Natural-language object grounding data
○ ○ ○

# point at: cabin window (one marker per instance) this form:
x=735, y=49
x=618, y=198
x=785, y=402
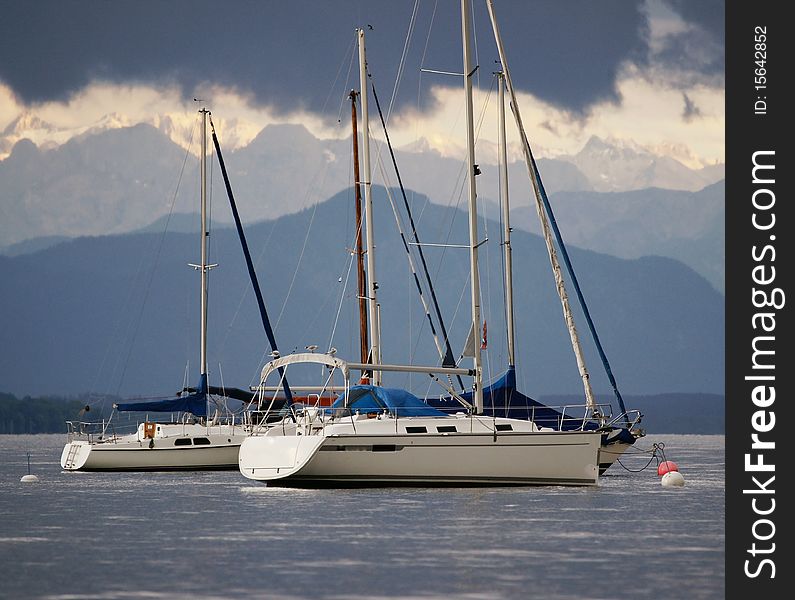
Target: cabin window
x=384, y=448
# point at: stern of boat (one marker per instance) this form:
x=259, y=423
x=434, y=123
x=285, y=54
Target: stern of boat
x=75, y=455
x=267, y=458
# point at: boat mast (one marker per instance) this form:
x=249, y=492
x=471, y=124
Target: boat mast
x=204, y=267
x=545, y=227
x=362, y=282
x=375, y=337
x=506, y=217
x=472, y=169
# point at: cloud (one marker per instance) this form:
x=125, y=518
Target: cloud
x=691, y=111
x=616, y=70
x=290, y=55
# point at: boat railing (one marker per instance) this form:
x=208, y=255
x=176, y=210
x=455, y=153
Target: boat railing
x=94, y=431
x=628, y=419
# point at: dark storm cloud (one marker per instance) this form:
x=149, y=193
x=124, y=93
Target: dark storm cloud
x=701, y=49
x=288, y=53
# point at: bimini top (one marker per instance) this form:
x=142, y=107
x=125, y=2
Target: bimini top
x=371, y=398
x=194, y=403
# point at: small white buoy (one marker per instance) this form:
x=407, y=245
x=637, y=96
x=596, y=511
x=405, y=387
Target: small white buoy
x=29, y=478
x=673, y=479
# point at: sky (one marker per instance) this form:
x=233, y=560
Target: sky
x=645, y=72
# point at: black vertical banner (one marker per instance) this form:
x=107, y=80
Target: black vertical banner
x=760, y=48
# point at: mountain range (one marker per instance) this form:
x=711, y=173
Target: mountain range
x=610, y=197
x=117, y=314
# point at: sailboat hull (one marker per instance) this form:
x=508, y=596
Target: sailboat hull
x=195, y=449
x=515, y=458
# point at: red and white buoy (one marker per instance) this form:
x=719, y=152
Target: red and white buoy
x=669, y=471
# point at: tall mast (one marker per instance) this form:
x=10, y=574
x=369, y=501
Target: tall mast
x=375, y=334
x=363, y=337
x=542, y=217
x=473, y=208
x=204, y=266
x=506, y=218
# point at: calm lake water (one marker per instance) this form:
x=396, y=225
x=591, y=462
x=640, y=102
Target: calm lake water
x=209, y=535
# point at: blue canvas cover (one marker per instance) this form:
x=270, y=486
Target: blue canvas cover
x=371, y=398
x=502, y=399
x=195, y=403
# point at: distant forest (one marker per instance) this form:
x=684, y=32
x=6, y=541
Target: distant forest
x=46, y=414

○ ○ ○

What you will do ::
Excluding the pictures, transcribe all of the entries exactly.

Solved problem ::
# point at: cabin window (one marker per instance) this form:
x=735, y=49
x=618, y=198
x=785, y=402
Target: cabin window
x=384, y=448
# point at: stern of boat (one marker per instance) this form:
x=259, y=423
x=434, y=123
x=285, y=54
Target: stern of boat
x=75, y=455
x=267, y=458
# point at: boat mast (one marker per instance) this form:
x=249, y=492
x=471, y=124
Target: boat mast
x=204, y=267
x=545, y=227
x=362, y=282
x=375, y=337
x=506, y=217
x=472, y=169
# point at: cloud (one marker per instance) this form:
x=125, y=518
Target: cloud
x=691, y=111
x=616, y=70
x=290, y=55
# point at: boat railing (one marker per instance) this form:
x=208, y=255
x=176, y=210
x=455, y=153
Target: boat railing
x=94, y=431
x=628, y=419
# point at: dark storm cloud (one marker per instance) this form:
x=149, y=193
x=124, y=93
Target: dark storm cloud
x=701, y=49
x=288, y=53
# point at: bimini top (one marker per instance) this form:
x=142, y=107
x=125, y=2
Target: bimini top
x=371, y=398
x=194, y=403
# point at: small white buoy (one marker per instance) this form:
x=407, y=245
x=637, y=96
x=596, y=511
x=405, y=387
Target: small white buoy
x=29, y=478
x=673, y=479
# point at: sky (one marker per instance) this form:
x=233, y=560
Target: sky
x=645, y=72
# point at: black vertical banner (one marker per instance) this form:
x=107, y=80
Target: black vertical banner
x=760, y=48
# point at: mountain range (one marker per instance) this form:
x=711, y=173
Target: mountain range
x=610, y=197
x=117, y=314
# point at: sailboat hull (one marker per instance) this form:
x=508, y=596
Target: sailboat hull
x=195, y=449
x=515, y=458
# point at: red and white buoy (one marker per instance) this form:
x=719, y=152
Target: red and white buoy
x=669, y=471
# point at: tall mast (one marker per instance) this form:
x=10, y=574
x=369, y=501
Target: tall mast
x=375, y=334
x=363, y=337
x=542, y=217
x=473, y=208
x=204, y=266
x=506, y=218
# point at: calm lake water (one marker per instance) this form:
x=396, y=225
x=591, y=462
x=640, y=102
Target: calm lake water
x=209, y=535
# point at: blue canvas cover (one marker per instance) this form:
x=270, y=486
Target: blue canvas cover
x=371, y=398
x=502, y=399
x=195, y=403
# point at: distant forest (one marker per instance) this form:
x=684, y=32
x=6, y=541
Target: distant forest
x=46, y=414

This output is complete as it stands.